_EXERCISE GOAL_
List every line in the entries below that contains the string "fence".

_ITEMS_
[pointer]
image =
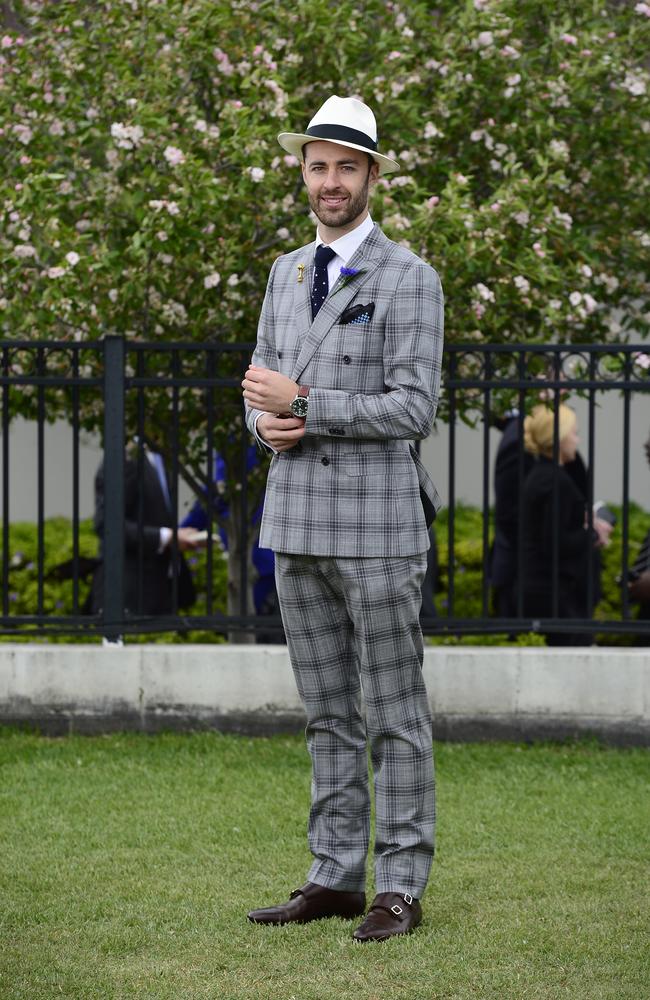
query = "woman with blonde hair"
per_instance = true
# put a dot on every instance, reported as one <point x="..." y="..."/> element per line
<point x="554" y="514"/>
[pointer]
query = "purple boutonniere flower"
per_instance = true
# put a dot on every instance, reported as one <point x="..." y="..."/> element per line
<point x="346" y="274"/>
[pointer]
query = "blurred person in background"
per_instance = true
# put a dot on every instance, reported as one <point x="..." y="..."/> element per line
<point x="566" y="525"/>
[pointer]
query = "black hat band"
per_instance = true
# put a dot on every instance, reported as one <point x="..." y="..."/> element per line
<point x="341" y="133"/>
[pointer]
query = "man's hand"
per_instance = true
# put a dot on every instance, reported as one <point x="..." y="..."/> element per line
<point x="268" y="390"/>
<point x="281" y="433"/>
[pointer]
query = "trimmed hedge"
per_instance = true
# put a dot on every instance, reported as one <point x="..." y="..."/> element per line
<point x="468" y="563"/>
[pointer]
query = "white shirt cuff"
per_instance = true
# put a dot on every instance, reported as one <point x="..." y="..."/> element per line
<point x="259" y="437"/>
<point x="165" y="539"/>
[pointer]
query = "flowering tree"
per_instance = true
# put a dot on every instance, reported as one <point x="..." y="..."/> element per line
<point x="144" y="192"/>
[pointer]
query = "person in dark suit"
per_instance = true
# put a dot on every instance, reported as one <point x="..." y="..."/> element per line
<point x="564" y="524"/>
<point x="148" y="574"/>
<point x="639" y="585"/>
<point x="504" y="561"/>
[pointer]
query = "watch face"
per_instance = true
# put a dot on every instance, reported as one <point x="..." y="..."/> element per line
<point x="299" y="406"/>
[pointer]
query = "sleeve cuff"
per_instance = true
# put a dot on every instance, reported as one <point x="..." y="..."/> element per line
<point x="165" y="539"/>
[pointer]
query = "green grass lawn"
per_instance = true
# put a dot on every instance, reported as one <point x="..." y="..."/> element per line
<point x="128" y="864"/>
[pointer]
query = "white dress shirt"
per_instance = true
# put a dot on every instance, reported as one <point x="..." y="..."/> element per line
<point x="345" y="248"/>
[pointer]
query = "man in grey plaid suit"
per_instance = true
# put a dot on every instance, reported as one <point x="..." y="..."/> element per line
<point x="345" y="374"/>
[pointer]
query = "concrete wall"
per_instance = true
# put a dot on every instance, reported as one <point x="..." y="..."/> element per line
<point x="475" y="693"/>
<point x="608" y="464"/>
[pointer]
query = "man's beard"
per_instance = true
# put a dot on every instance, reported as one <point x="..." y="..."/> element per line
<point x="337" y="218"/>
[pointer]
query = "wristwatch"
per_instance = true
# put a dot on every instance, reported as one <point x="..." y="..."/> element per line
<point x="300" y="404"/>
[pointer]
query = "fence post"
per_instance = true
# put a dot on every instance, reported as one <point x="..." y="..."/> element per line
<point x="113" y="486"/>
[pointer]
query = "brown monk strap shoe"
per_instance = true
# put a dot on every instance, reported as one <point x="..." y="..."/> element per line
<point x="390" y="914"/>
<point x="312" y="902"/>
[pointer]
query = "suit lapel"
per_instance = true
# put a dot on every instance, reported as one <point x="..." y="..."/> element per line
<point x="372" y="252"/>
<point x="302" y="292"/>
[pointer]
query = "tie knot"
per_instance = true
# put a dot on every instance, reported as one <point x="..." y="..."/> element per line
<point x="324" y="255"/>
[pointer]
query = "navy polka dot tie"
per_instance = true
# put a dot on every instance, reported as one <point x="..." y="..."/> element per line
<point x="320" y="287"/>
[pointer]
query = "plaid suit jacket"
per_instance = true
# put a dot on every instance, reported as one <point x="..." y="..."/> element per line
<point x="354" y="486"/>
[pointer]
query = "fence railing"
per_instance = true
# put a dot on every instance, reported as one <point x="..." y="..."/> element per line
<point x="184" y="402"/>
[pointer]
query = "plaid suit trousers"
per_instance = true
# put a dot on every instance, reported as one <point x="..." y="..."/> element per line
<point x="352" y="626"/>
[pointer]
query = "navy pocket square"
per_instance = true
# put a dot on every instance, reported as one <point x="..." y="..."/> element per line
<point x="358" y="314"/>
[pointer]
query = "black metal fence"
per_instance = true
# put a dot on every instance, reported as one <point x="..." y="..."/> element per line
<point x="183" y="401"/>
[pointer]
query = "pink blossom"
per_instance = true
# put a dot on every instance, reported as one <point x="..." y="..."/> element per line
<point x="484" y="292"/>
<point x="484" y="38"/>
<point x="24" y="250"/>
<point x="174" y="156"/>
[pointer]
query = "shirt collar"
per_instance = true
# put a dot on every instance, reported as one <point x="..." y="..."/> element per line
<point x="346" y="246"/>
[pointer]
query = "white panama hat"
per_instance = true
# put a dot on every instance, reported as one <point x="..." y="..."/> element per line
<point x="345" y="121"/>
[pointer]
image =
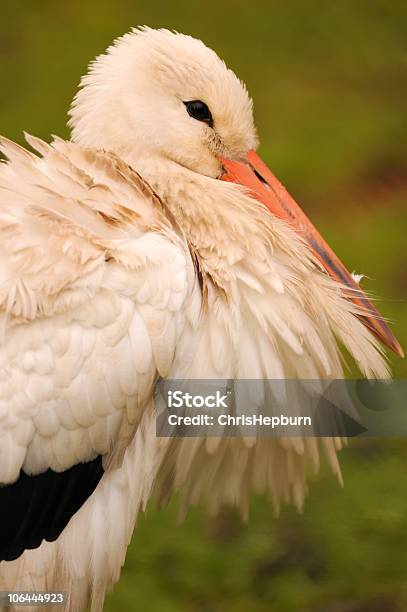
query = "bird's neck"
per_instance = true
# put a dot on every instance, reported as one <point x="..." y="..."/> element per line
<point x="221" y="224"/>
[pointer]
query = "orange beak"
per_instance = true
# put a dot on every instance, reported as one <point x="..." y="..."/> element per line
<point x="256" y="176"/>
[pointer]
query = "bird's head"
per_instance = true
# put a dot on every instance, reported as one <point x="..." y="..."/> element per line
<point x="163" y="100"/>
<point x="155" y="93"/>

_FINAL ANSWER_
query = "fence post"
query = "fence railing"
query = "black metal fence"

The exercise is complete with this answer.